_YOUR GOAL:_ When you reach the line in the data below that contains "Target: roof rack rail", please start repeating lines exactly, and stop after the line that contains "point: off-road tire", repeating nothing else.

_INFORMATION GIVEN:_
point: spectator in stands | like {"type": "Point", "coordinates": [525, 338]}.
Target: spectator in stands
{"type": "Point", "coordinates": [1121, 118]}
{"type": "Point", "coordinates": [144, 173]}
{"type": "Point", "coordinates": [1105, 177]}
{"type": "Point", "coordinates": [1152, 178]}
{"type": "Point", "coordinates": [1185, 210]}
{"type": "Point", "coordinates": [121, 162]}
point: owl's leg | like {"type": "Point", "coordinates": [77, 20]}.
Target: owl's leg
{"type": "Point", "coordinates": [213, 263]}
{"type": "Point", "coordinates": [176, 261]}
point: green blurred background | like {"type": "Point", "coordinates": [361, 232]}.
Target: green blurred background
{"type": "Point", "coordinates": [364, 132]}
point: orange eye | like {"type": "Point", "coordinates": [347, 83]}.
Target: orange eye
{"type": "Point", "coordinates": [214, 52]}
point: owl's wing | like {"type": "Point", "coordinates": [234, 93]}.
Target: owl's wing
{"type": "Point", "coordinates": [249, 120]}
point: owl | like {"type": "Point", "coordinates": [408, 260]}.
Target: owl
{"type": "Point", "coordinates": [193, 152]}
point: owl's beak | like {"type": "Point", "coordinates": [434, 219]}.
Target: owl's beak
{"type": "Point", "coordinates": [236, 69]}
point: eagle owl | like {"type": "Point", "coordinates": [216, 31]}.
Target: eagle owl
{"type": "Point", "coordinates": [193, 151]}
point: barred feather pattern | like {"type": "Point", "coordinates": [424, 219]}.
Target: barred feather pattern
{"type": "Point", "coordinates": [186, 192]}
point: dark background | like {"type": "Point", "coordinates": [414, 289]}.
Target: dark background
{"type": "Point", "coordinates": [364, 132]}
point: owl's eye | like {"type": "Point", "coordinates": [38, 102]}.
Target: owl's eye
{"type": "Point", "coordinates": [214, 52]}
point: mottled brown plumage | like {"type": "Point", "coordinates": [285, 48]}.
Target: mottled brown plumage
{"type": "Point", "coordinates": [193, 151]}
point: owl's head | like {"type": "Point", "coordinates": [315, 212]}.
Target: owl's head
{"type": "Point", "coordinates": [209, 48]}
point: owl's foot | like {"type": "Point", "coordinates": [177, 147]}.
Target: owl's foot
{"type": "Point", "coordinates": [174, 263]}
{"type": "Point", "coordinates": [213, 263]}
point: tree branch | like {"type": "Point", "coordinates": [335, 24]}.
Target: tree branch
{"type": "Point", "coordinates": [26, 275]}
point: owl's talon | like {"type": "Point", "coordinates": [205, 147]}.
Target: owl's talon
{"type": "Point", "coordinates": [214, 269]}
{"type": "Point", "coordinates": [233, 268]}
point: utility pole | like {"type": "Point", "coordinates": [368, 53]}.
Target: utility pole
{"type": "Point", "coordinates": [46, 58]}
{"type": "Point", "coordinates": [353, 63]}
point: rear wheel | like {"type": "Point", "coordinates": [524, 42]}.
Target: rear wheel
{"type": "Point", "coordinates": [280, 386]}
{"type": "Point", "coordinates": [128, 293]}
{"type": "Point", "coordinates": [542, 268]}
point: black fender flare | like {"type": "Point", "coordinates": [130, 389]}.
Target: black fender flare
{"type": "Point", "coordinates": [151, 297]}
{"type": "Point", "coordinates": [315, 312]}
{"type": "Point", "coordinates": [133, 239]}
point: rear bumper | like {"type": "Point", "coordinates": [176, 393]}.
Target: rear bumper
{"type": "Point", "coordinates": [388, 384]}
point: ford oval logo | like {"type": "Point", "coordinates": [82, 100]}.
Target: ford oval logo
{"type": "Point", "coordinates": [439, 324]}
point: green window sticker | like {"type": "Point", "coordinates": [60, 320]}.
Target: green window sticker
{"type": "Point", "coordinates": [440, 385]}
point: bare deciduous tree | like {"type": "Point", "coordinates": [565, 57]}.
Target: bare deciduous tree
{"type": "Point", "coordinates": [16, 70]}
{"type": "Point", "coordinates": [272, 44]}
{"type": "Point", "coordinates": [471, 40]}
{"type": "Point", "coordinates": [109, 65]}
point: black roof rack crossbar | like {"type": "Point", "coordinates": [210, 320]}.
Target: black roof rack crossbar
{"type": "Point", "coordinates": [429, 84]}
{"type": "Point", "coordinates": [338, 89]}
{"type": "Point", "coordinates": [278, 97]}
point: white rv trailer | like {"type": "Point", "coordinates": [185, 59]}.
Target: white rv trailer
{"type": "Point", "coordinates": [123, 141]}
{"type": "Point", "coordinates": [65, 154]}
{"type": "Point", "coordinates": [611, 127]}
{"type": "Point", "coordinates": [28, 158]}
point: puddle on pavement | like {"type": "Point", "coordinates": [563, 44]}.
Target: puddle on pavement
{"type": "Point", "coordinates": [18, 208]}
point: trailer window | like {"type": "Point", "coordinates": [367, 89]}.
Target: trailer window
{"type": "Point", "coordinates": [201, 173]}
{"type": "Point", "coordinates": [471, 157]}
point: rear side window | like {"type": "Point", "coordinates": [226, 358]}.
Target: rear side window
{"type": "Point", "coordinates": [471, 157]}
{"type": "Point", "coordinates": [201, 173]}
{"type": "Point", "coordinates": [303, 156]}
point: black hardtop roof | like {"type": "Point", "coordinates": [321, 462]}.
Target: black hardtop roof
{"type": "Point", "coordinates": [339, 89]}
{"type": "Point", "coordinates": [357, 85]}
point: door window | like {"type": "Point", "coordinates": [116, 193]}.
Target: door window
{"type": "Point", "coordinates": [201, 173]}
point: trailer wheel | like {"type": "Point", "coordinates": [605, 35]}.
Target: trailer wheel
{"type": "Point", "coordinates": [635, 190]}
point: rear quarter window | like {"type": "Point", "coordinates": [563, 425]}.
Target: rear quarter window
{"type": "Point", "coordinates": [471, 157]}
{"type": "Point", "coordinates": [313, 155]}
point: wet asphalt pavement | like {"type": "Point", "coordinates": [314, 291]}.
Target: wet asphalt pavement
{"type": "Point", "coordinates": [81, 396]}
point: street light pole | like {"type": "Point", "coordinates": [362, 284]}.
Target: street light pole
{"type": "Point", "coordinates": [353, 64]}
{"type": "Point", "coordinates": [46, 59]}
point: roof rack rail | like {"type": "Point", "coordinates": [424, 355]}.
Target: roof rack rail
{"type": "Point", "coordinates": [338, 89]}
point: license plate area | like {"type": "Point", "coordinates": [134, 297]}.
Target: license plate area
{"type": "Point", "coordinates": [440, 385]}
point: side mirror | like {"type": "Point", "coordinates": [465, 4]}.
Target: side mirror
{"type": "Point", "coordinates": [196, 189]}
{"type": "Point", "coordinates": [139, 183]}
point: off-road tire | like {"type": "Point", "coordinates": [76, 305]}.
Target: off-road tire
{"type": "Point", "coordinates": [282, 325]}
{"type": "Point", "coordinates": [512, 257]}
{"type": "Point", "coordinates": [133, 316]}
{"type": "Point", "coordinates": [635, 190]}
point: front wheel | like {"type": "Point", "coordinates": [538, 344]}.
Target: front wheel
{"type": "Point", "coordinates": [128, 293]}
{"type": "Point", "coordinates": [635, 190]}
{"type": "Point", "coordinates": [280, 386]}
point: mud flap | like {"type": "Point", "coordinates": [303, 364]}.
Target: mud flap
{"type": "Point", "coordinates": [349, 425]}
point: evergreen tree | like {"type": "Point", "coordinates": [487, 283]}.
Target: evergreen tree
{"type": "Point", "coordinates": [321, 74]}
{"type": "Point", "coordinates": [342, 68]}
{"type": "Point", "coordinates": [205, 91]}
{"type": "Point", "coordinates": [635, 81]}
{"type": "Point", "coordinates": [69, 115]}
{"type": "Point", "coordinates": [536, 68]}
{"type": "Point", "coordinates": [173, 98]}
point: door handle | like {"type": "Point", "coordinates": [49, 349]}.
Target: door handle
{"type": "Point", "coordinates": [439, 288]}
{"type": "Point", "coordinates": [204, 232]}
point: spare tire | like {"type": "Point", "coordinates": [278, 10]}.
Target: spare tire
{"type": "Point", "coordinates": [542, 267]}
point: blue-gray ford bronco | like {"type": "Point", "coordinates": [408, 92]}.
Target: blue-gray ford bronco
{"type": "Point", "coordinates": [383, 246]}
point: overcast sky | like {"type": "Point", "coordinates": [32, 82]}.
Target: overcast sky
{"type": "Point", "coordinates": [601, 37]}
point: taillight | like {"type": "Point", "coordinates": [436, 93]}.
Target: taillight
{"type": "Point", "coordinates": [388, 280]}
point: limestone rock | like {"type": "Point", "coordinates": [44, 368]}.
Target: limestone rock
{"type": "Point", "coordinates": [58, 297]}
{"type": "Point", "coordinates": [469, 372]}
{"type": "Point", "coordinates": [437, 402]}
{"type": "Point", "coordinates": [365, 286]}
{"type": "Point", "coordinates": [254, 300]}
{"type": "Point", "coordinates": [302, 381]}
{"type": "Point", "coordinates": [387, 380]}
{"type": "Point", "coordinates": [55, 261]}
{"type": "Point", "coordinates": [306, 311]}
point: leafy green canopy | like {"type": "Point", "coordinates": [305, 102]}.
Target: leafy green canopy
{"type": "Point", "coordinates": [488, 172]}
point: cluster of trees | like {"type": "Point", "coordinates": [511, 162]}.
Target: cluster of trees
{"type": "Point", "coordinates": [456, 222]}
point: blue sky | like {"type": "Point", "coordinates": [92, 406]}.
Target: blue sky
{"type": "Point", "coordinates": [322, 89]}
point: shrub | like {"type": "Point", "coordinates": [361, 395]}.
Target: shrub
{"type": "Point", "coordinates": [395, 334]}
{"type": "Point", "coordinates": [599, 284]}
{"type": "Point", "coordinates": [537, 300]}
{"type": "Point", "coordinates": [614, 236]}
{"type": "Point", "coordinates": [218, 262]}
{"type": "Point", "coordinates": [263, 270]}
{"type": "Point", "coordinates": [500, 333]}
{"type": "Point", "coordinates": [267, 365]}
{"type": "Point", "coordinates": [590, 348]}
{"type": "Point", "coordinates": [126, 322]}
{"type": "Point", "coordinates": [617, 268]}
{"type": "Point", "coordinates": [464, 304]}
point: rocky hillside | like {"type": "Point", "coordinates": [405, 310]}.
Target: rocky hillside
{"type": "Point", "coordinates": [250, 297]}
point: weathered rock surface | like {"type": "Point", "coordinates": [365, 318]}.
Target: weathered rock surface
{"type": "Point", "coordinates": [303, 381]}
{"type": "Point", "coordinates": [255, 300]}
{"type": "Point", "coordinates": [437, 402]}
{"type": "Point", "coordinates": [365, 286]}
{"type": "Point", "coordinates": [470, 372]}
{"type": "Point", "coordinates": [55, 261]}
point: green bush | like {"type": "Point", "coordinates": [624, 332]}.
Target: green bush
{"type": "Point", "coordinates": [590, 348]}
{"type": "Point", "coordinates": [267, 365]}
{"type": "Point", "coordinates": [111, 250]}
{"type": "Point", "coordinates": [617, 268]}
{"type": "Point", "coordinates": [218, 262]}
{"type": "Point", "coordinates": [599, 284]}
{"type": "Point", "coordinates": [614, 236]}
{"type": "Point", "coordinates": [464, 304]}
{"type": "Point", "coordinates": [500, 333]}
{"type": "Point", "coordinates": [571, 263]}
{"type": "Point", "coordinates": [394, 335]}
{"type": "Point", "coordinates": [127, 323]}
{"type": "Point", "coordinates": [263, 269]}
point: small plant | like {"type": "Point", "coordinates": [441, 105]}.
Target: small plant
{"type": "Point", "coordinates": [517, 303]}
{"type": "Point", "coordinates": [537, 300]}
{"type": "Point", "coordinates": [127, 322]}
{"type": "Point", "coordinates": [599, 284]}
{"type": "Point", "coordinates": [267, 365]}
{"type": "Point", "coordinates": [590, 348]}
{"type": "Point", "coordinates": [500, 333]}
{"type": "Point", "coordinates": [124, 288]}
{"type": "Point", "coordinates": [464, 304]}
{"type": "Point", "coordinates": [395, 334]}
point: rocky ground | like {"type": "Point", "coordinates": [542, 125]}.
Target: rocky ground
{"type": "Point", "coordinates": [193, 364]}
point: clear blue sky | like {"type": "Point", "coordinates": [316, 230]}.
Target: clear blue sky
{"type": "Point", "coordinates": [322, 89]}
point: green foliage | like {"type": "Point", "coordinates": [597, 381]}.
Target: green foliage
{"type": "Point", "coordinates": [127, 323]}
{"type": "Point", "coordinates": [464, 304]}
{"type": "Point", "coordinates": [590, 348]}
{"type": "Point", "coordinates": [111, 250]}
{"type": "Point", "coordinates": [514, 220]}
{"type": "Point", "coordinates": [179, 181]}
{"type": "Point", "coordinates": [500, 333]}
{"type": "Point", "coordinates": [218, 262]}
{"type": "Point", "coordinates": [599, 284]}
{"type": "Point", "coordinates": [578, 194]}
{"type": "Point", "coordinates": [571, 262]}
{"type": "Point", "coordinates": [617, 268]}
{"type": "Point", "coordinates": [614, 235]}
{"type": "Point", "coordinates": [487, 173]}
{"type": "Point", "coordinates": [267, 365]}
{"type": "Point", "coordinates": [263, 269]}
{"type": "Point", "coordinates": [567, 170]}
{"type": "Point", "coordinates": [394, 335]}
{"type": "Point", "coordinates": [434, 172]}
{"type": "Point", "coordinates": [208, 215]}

_WORKED SOLUTION:_
Target: roof rack rail
{"type": "Point", "coordinates": [338, 89]}
point: license plate area | like {"type": "Point", "coordinates": [134, 297]}.
Target: license plate area
{"type": "Point", "coordinates": [440, 385]}
point: side mirror | like {"type": "Point", "coordinates": [465, 4]}.
Target: side mirror
{"type": "Point", "coordinates": [196, 189]}
{"type": "Point", "coordinates": [139, 183]}
point: off-road tire | like {"type": "Point", "coordinates": [76, 305]}.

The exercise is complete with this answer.